About this task:
Write each of the records out again exactly.
START Supplied records
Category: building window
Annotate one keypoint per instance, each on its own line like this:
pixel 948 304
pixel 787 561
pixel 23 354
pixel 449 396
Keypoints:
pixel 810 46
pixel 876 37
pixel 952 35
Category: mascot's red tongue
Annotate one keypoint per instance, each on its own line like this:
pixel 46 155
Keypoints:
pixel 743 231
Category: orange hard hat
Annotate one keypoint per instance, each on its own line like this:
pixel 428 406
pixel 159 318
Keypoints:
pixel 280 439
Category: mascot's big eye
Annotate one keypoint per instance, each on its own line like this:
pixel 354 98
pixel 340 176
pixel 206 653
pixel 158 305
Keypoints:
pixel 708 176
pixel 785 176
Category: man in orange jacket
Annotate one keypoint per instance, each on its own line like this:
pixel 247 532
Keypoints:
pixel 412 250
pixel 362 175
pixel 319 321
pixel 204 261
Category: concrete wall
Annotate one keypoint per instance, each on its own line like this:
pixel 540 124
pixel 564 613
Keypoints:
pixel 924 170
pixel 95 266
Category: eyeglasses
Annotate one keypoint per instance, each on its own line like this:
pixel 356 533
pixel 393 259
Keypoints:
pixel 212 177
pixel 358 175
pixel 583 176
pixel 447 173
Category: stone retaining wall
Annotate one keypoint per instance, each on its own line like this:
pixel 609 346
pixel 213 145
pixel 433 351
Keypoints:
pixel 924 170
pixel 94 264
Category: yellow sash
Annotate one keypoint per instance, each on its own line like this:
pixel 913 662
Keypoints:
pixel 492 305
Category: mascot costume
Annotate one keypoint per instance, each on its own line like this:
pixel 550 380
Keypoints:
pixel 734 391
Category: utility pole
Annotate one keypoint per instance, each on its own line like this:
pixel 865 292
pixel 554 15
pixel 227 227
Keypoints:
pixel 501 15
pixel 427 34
END Supplied records
Solution to this task:
Category: building window
Annotate one keypoint per instance, each on its own line like this:
pixel 948 304
pixel 787 561
pixel 23 354
pixel 449 396
Keypoints:
pixel 810 46
pixel 876 37
pixel 952 35
Category: mascot's red tongue
Annotate one keypoint per instance, each on its own line like this:
pixel 46 155
Keypoints:
pixel 743 231
Category: orange hard hat
Annotate one keypoint per instance, each on its own line like this:
pixel 428 406
pixel 159 318
Keypoints:
pixel 280 439
Category: mascot's big eye
Annotate one keypoint per instance, each on its own line like this:
pixel 354 98
pixel 340 176
pixel 206 653
pixel 158 305
Keypoints:
pixel 708 176
pixel 785 176
Category: man in orange jacket
Annotate one keypoint per instance, each on its own line like this:
pixel 247 532
Keypoints:
pixel 412 250
pixel 362 175
pixel 319 321
pixel 204 261
Category: concrete wall
Annotate one keypoint per instance, each on its own line like this:
pixel 540 124
pixel 564 613
Keypoints:
pixel 924 170
pixel 95 266
Category: eyeglasses
Annotate one keypoint per instance, each on its own line like this:
pixel 356 533
pixel 393 259
Keypoints:
pixel 212 177
pixel 358 175
pixel 583 176
pixel 447 173
Category: stone retaining wall
Annotate one keypoint per instance, each on its own line like this:
pixel 609 346
pixel 213 145
pixel 433 351
Keypoints:
pixel 924 170
pixel 94 264
Category: yellow sash
Annotate one keypoint per instance, each on its own line like this:
pixel 913 662
Keypoints:
pixel 492 305
Category: mascot costume
Annotate one keypoint per instance, each on its own line like this:
pixel 550 380
Keypoints:
pixel 734 391
Category: utility pole
Annotate one keypoint per instance, each on its own line like this:
pixel 865 292
pixel 554 15
pixel 227 227
Keypoints:
pixel 501 15
pixel 427 34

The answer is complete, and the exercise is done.